RECORDS TO PROCESS »
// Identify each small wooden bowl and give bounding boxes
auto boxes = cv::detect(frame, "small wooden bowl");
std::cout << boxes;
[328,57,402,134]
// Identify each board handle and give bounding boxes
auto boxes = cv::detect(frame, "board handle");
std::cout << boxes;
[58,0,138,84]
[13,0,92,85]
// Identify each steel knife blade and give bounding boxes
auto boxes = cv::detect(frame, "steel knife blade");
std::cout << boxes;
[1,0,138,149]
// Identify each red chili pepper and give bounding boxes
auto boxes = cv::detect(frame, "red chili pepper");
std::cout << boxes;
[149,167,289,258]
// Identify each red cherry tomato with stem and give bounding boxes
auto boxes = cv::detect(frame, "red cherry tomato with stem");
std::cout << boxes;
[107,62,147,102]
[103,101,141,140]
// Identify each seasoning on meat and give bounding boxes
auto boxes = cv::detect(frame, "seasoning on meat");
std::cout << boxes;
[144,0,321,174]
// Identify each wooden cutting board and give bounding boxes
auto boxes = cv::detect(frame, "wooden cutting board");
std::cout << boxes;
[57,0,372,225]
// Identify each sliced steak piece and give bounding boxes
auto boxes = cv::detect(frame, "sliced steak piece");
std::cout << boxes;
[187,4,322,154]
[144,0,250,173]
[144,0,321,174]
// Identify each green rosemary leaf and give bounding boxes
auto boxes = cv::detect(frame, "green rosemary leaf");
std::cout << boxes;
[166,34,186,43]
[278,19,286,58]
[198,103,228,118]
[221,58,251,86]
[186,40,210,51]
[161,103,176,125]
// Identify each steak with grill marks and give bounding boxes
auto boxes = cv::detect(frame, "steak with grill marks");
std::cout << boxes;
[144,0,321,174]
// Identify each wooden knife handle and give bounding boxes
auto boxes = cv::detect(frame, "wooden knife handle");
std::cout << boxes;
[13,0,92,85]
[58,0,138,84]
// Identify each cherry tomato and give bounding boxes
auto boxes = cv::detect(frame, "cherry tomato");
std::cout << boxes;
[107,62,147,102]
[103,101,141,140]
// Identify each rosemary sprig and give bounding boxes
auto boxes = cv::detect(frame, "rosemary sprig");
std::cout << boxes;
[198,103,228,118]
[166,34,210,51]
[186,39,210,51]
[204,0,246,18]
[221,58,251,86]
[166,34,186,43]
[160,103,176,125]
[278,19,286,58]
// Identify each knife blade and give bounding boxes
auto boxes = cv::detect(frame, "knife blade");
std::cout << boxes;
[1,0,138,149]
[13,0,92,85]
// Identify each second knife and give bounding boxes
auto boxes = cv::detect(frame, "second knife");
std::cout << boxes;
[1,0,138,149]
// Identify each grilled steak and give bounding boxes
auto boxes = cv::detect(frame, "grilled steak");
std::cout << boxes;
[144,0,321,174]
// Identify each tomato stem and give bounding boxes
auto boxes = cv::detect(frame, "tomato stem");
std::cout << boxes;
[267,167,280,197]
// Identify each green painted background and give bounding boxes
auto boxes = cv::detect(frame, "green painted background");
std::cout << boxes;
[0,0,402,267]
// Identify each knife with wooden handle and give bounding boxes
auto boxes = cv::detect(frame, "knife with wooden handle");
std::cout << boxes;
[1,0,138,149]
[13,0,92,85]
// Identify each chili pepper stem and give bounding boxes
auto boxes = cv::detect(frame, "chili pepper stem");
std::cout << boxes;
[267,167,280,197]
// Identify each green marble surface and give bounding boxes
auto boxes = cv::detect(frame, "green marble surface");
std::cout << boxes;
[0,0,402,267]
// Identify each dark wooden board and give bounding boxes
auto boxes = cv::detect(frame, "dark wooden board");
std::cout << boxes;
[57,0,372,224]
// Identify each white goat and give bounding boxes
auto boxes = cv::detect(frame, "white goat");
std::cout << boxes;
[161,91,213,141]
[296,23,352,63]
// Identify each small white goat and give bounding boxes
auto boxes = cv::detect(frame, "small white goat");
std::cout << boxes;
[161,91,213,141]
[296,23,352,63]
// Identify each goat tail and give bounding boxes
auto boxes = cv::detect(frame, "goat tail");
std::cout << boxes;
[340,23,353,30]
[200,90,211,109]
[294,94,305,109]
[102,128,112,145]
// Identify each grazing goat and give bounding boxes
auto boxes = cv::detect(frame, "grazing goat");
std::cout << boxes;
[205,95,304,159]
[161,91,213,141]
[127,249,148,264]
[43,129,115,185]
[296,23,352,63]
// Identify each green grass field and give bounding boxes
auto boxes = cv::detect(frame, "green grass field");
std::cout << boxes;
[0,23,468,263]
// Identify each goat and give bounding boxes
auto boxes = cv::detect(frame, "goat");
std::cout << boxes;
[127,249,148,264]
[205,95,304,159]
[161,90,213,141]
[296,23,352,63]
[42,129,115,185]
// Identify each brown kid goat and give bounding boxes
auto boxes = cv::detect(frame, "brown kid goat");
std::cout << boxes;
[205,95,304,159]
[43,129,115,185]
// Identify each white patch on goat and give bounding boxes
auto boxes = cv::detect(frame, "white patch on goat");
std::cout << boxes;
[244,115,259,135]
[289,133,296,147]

==

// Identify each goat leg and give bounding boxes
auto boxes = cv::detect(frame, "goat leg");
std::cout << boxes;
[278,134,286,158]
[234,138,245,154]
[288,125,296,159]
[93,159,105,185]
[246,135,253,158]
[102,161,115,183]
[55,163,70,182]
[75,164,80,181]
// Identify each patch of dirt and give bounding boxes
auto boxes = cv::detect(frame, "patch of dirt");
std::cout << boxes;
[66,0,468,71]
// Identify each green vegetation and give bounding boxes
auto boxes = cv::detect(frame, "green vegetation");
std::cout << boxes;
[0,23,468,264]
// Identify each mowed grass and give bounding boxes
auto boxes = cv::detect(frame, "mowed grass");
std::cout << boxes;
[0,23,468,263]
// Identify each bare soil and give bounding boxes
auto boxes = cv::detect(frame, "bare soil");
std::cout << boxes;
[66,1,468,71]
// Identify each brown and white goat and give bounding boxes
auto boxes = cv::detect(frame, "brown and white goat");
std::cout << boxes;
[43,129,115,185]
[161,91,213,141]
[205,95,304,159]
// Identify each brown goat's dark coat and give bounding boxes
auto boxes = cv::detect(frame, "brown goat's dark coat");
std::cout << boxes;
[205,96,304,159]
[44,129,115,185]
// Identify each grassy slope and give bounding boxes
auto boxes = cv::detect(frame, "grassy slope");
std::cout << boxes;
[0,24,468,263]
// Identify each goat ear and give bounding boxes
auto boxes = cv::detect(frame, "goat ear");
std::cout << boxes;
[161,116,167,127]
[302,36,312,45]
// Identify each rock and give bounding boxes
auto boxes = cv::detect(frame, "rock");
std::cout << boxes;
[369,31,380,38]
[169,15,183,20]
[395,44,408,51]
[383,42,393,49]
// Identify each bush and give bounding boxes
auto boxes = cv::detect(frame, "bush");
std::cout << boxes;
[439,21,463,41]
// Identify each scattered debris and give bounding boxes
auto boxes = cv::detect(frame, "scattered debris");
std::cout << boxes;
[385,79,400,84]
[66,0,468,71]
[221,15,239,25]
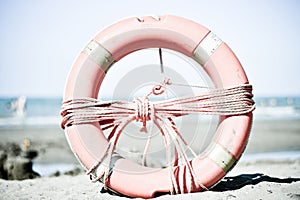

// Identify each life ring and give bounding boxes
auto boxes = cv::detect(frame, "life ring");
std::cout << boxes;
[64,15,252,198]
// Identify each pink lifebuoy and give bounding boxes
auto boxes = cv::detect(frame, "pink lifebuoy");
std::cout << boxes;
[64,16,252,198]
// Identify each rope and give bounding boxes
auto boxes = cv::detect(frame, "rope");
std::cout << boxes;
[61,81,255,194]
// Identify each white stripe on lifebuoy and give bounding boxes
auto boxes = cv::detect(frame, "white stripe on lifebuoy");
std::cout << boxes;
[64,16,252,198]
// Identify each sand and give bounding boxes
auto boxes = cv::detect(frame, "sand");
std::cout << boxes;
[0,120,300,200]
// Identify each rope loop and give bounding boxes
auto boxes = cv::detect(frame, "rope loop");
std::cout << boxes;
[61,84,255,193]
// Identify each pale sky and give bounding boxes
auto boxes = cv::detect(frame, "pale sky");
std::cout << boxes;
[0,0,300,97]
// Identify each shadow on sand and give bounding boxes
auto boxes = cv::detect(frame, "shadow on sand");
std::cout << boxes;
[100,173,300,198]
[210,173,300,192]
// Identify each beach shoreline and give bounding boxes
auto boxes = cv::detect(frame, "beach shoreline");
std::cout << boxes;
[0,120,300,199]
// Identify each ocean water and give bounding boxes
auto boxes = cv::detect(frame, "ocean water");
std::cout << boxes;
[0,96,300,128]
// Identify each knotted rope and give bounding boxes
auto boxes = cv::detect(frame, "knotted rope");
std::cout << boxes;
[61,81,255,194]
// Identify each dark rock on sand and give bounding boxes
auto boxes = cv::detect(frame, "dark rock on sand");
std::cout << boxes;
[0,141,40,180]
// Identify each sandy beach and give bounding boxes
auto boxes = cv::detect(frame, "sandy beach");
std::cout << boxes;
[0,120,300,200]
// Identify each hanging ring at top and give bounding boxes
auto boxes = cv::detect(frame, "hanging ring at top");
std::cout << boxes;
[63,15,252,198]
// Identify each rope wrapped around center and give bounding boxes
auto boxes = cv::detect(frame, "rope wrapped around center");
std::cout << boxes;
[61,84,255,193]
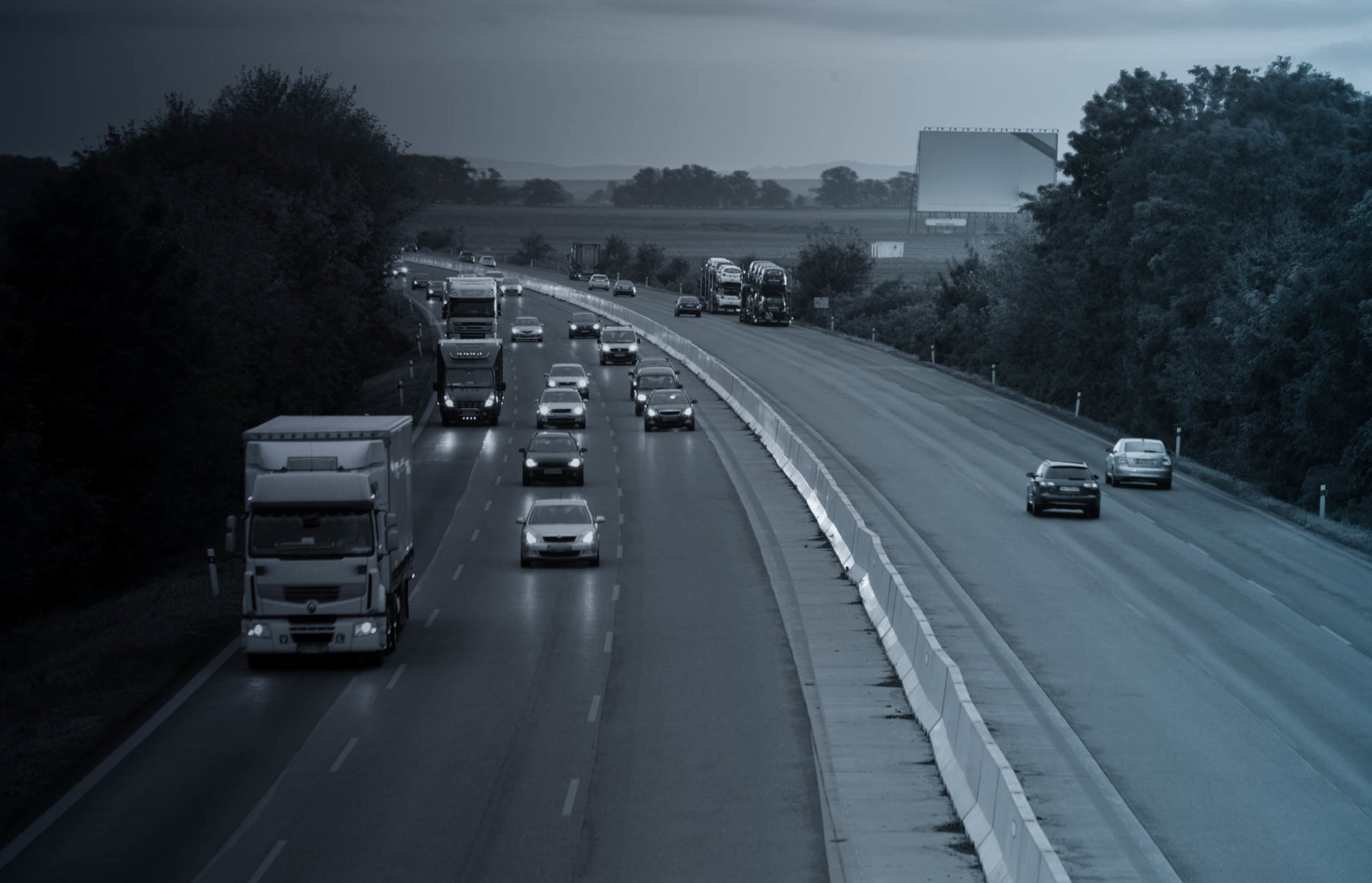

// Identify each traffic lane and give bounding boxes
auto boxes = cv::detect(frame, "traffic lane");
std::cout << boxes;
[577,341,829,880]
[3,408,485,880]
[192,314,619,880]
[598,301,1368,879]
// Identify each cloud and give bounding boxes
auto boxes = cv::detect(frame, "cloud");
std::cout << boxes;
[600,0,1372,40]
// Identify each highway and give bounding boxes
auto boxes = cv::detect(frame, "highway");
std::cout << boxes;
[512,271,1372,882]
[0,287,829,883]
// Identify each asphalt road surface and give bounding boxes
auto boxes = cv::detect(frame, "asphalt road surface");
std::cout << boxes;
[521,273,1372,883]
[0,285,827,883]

INSTRUCTIONS FOR THE TASK » Turn the part of the listing that opens with the line containing "road surface and give bounding boxes" and closes with the line containing "[0,285,827,883]" into a numbered list, leaving out any blank lines.

ANSWER TO THIS EXERCISE »
1. // Identify each asphalt road surface and give bounding boxes
2. auto boxes = cv::detect(frame, "asphalt road surface");
3. std::cout << boxes;
4. [521,273,1372,883]
5. [0,285,827,883]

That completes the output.